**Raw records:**

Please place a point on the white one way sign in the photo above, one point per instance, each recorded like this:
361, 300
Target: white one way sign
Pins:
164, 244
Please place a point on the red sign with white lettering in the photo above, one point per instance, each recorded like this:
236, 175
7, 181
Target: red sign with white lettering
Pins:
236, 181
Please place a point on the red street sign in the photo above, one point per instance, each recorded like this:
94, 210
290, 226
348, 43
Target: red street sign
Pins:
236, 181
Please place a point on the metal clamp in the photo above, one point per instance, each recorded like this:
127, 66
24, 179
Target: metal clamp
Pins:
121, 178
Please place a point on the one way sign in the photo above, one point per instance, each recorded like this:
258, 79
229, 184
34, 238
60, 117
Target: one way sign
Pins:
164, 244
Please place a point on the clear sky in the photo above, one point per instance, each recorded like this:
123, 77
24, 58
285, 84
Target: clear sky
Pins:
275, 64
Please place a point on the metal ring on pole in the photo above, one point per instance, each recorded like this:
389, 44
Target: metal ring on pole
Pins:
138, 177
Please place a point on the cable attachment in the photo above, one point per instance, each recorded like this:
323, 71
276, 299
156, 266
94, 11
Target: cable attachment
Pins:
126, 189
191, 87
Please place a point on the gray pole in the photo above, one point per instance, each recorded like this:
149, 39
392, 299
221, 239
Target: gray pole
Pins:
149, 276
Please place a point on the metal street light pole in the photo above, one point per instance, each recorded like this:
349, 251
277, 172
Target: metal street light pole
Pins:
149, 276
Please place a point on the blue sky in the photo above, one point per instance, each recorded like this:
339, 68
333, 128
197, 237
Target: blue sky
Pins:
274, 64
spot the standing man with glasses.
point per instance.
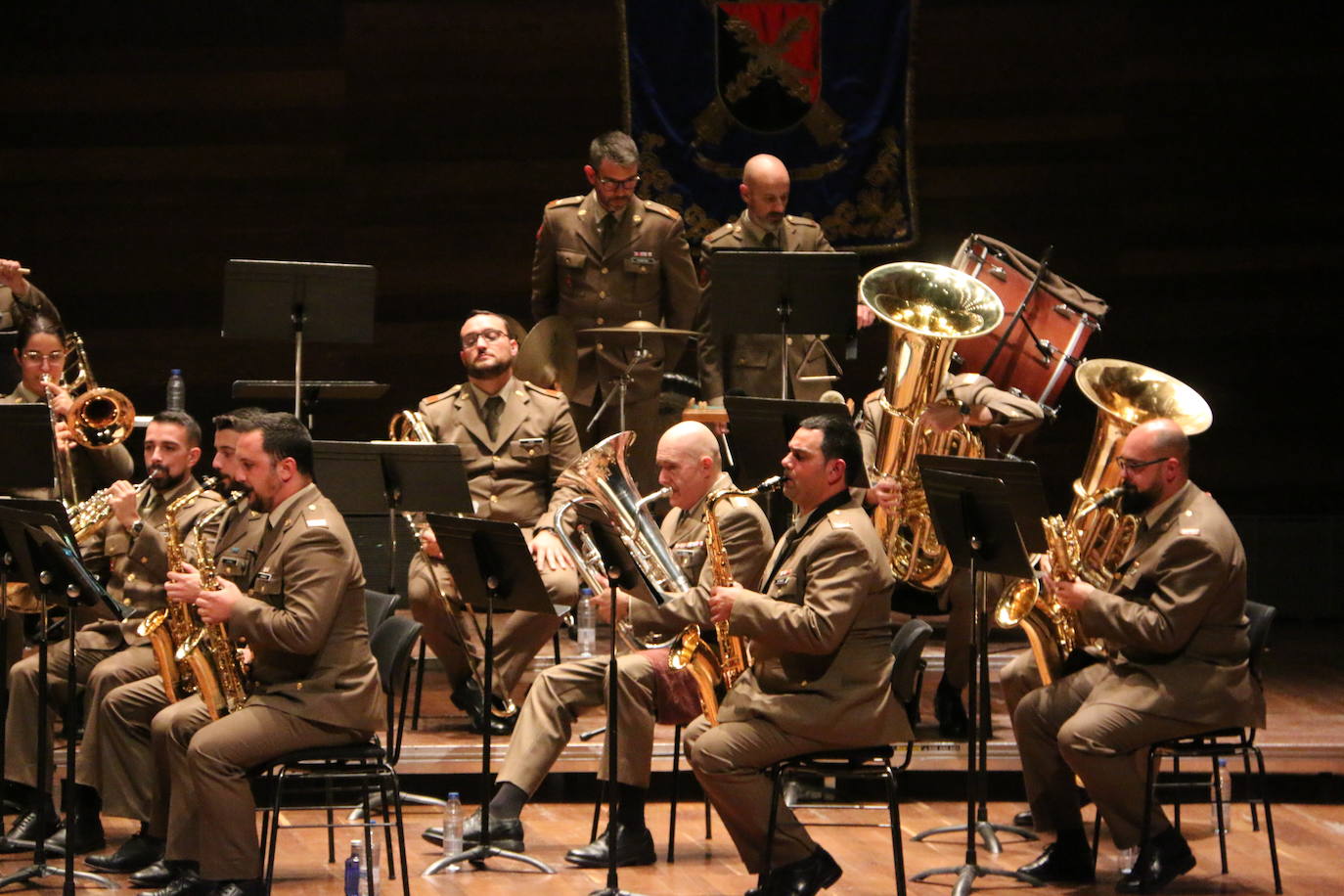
(1178, 664)
(605, 259)
(516, 438)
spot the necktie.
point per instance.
(493, 406)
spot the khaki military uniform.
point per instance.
(562, 694)
(315, 684)
(125, 770)
(820, 680)
(1178, 633)
(108, 653)
(1012, 416)
(644, 273)
(750, 362)
(511, 478)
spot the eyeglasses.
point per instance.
(39, 357)
(629, 183)
(488, 335)
(1129, 467)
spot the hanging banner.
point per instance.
(822, 83)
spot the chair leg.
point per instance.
(676, 784)
(1269, 817)
(1218, 812)
(420, 686)
(777, 776)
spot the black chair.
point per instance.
(862, 762)
(1224, 743)
(365, 767)
(378, 607)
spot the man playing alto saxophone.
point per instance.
(820, 632)
(689, 464)
(108, 651)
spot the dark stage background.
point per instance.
(1170, 152)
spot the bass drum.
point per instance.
(1059, 315)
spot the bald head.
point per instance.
(765, 190)
(689, 463)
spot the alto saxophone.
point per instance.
(690, 650)
(169, 626)
(219, 672)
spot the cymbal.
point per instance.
(550, 355)
(639, 328)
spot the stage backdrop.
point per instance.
(824, 85)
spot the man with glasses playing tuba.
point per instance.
(516, 438)
(689, 465)
(132, 543)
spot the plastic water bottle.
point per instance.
(354, 871)
(1225, 780)
(453, 829)
(586, 619)
(176, 391)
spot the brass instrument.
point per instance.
(929, 308)
(219, 672)
(689, 649)
(601, 478)
(412, 426)
(1092, 542)
(93, 512)
(172, 625)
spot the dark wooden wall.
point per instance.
(1171, 154)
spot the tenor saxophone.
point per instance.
(219, 672)
(690, 650)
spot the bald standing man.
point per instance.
(749, 363)
(647, 691)
(1176, 636)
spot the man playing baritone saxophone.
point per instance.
(820, 633)
(689, 464)
(1179, 664)
(516, 438)
(995, 416)
(315, 681)
(135, 543)
(126, 766)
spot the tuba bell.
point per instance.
(1092, 542)
(929, 308)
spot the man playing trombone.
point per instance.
(515, 438)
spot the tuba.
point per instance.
(1091, 544)
(689, 650)
(929, 308)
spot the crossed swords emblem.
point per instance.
(768, 61)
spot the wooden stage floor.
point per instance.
(1304, 739)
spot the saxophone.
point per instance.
(689, 650)
(218, 669)
(168, 626)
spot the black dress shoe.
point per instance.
(23, 834)
(187, 882)
(1161, 861)
(160, 874)
(802, 877)
(633, 846)
(136, 853)
(85, 835)
(952, 716)
(506, 833)
(1062, 866)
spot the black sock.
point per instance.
(629, 806)
(509, 801)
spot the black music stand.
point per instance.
(492, 568)
(974, 517)
(40, 543)
(328, 302)
(797, 291)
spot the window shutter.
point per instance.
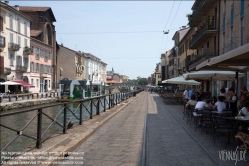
(1, 23)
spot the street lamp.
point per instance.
(88, 89)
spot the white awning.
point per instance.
(181, 81)
(216, 75)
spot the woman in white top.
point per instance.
(219, 105)
(245, 110)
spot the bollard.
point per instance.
(98, 107)
(104, 104)
(65, 119)
(39, 128)
(91, 111)
(80, 113)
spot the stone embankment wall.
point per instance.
(26, 103)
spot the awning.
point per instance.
(9, 83)
(181, 81)
(234, 60)
(24, 84)
(215, 75)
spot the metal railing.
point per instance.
(14, 46)
(89, 105)
(235, 43)
(209, 25)
(5, 70)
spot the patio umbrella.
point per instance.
(214, 75)
(9, 83)
(181, 81)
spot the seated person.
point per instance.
(245, 110)
(201, 105)
(220, 104)
(192, 101)
(241, 102)
(245, 128)
(213, 100)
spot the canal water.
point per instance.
(18, 121)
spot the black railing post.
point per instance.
(65, 119)
(98, 106)
(104, 104)
(80, 113)
(116, 99)
(109, 101)
(91, 111)
(39, 128)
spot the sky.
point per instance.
(127, 35)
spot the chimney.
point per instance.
(17, 7)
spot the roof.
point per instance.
(35, 33)
(38, 9)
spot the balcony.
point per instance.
(27, 51)
(201, 36)
(234, 43)
(201, 10)
(193, 60)
(21, 68)
(14, 47)
(5, 70)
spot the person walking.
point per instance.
(233, 101)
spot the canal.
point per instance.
(18, 121)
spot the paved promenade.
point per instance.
(121, 141)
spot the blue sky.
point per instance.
(127, 35)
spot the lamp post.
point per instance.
(103, 88)
(88, 89)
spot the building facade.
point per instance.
(43, 30)
(17, 39)
(70, 64)
(95, 69)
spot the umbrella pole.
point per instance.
(237, 82)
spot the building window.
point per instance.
(242, 8)
(26, 61)
(37, 83)
(19, 41)
(11, 59)
(232, 14)
(25, 28)
(37, 53)
(241, 31)
(37, 67)
(25, 42)
(11, 37)
(2, 41)
(18, 26)
(11, 22)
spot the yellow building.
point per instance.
(4, 70)
(205, 37)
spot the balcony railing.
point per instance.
(210, 25)
(5, 70)
(194, 60)
(14, 47)
(21, 68)
(235, 43)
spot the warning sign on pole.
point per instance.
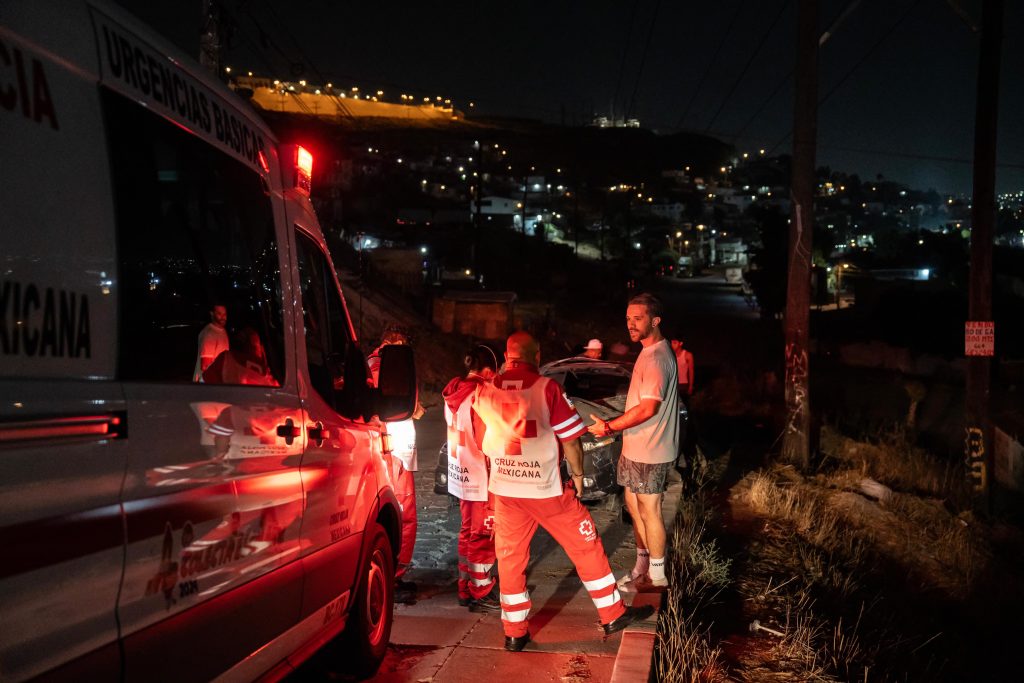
(979, 338)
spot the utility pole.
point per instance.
(209, 39)
(796, 439)
(979, 446)
(478, 215)
(525, 185)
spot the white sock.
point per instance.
(657, 568)
(643, 559)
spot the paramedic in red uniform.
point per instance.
(401, 436)
(467, 480)
(522, 419)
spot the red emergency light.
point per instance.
(301, 171)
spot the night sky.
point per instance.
(898, 77)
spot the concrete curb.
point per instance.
(636, 650)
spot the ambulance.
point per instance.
(152, 526)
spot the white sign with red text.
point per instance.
(979, 338)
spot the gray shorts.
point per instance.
(642, 477)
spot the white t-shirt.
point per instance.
(654, 376)
(212, 342)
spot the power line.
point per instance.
(714, 58)
(914, 156)
(643, 60)
(757, 50)
(626, 53)
(857, 66)
(828, 33)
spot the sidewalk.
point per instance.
(436, 640)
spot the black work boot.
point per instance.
(516, 643)
(631, 614)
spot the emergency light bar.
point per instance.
(300, 169)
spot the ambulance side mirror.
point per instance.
(395, 395)
(352, 394)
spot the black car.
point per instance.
(595, 387)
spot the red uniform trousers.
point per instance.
(404, 491)
(569, 523)
(476, 548)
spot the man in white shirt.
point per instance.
(212, 340)
(650, 438)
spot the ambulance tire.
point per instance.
(369, 628)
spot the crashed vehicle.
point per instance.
(595, 387)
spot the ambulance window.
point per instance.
(195, 229)
(324, 315)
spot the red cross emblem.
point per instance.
(512, 415)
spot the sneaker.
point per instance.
(647, 585)
(627, 579)
(488, 603)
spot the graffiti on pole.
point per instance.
(796, 385)
(974, 449)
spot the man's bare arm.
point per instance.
(639, 414)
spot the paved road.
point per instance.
(436, 640)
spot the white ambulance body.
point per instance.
(153, 527)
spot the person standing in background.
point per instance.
(212, 340)
(467, 480)
(525, 425)
(650, 439)
(684, 361)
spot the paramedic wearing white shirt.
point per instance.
(650, 438)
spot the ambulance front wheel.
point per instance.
(369, 628)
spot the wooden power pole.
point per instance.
(796, 438)
(979, 339)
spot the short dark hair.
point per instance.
(653, 304)
(480, 356)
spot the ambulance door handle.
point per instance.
(318, 434)
(289, 431)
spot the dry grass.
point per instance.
(864, 582)
(697, 573)
(894, 462)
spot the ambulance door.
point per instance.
(213, 495)
(62, 446)
(342, 458)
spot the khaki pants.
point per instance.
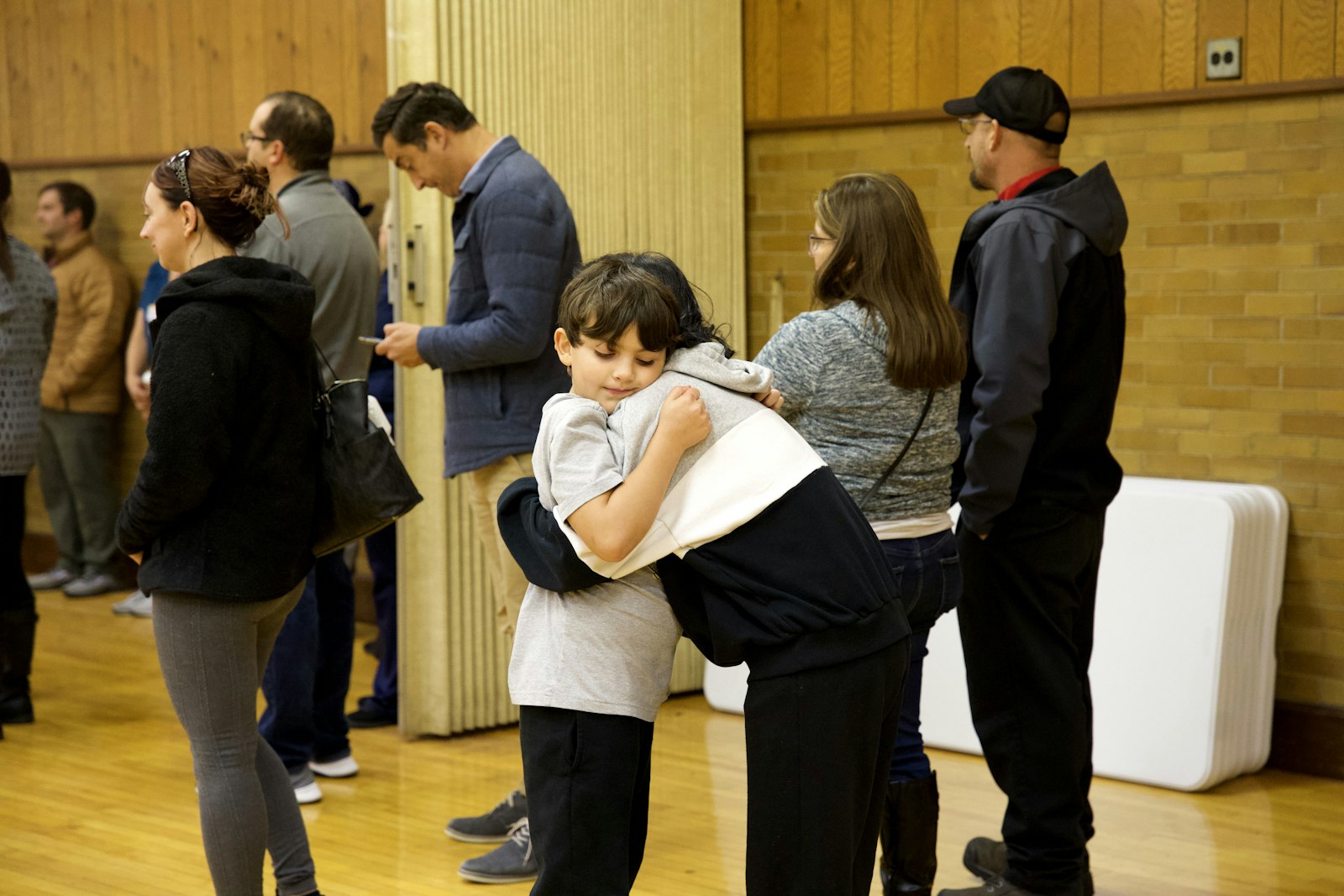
(484, 486)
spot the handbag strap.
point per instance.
(897, 463)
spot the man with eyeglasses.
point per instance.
(1039, 278)
(81, 394)
(292, 136)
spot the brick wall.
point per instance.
(1236, 270)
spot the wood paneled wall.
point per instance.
(635, 107)
(100, 80)
(840, 58)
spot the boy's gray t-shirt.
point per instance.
(606, 649)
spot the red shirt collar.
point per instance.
(1015, 188)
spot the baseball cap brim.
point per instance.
(964, 107)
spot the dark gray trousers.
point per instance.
(213, 654)
(80, 488)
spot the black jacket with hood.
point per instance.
(223, 503)
(1042, 285)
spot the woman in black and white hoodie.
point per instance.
(877, 371)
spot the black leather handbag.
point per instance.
(363, 485)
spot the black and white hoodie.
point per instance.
(764, 555)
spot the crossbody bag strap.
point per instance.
(904, 450)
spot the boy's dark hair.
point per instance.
(609, 295)
(414, 105)
(74, 196)
(696, 328)
(304, 127)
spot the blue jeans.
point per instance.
(308, 676)
(927, 574)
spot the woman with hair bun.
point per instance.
(221, 513)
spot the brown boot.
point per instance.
(911, 837)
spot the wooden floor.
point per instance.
(97, 799)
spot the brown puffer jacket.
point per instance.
(84, 369)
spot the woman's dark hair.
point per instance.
(884, 261)
(609, 295)
(232, 197)
(414, 105)
(6, 191)
(696, 328)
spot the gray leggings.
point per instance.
(213, 656)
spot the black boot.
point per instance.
(17, 634)
(911, 837)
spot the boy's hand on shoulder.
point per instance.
(772, 399)
(685, 417)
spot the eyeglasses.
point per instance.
(178, 164)
(815, 242)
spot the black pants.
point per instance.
(588, 799)
(819, 750)
(1027, 633)
(15, 594)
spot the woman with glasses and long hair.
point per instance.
(871, 380)
(221, 515)
(27, 318)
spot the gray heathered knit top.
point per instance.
(27, 317)
(831, 367)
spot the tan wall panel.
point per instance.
(1131, 46)
(1236, 295)
(840, 71)
(987, 40)
(873, 36)
(1180, 22)
(645, 140)
(1046, 27)
(940, 49)
(1308, 39)
(1221, 19)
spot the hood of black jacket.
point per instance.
(280, 297)
(1089, 203)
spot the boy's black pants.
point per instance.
(588, 799)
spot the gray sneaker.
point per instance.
(53, 578)
(306, 786)
(510, 862)
(136, 605)
(494, 826)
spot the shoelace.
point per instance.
(522, 835)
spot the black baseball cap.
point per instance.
(1019, 98)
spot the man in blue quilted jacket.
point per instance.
(514, 250)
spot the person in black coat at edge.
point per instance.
(221, 515)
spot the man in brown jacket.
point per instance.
(81, 394)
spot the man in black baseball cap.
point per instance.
(1021, 98)
(1041, 282)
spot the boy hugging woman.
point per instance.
(669, 497)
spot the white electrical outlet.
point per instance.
(1223, 58)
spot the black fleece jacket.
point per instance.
(1042, 285)
(223, 504)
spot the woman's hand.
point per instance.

**GOAL:** Rewrite the lines of the listing from the one containing "spot the black boot." through the end, including both, and keep the requests unchanged. Multiply every coordinate in the answers by 1.2 and round to whole numbers, with halves rounded up.

**COMPLETED EXERCISE:**
spot the black boot.
point per instance.
(20, 761)
(1093, 1004)
spot the boy's hand on shoulder.
point per instance.
(926, 479)
(822, 500)
spot the eyeglasses.
point per instance.
(214, 197)
(978, 290)
spot the black pants.
point per instance.
(706, 959)
(983, 900)
(1232, 760)
(18, 713)
spot the woman with glasses and long hair.
point per instance.
(1045, 456)
(265, 618)
(32, 382)
spot the gray heathered knit top.
point per instance.
(32, 380)
(997, 440)
spot the tan wall panel.
point per instance.
(1357, 55)
(1483, 354)
(1008, 85)
(1184, 48)
(1048, 43)
(1416, 26)
(774, 168)
(1255, 32)
(1128, 59)
(1570, 47)
(1465, 23)
spot the hood of black jacket.
point per instance.
(336, 356)
(1307, 244)
spot the boy's black pants.
point per instance.
(706, 959)
spot the gray sneaker.
point per instance.
(64, 694)
(367, 943)
(612, 1034)
(163, 726)
(593, 991)
spot the shoelace.
point per instance.
(626, 1002)
spot the black baseball cap.
point per instance.
(1223, 118)
spot the man in blue quilted jacket.
point per instance.
(617, 300)
spot the person in black coat at edge.
point per instance.
(265, 618)
spot the man in brown jacket.
point per instance.
(97, 473)
spot the man in black baseball cap.
point per instance.
(1225, 118)
(1249, 338)
spot the boy hugging woman.
point per instance.
(803, 596)
spot the white electrical outlet.
point per instance.
(1468, 70)
spot the black fleece jacket.
point per instance.
(1250, 342)
(268, 605)
spot the woman's hand.
point per instance.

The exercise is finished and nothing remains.